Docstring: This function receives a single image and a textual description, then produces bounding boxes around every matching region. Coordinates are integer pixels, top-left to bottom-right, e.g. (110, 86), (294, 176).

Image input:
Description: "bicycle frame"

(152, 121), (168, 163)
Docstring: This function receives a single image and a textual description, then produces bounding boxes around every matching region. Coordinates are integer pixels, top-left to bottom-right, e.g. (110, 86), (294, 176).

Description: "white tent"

****************************************

- **TO BE DONE**: Revise the material above by replacing "textual description" with "text description" wherever it appears, leaving everything else unchanged.

- **SOLUTION**:
Docstring: This function receives a single image and a text description, then produces bounding boxes around every matching region. Coordinates are integer pixels, top-left to bottom-right, e.g. (110, 86), (294, 176).

Image input:
Description: "bicycle frame"

(152, 121), (168, 163)
Docstring: This function receives a single image and a text description, then produces bounding boxes around every matching region. Coordinates are integer pixels, top-left to bottom-right, e.g. (110, 86), (294, 176).

Description: "white tent"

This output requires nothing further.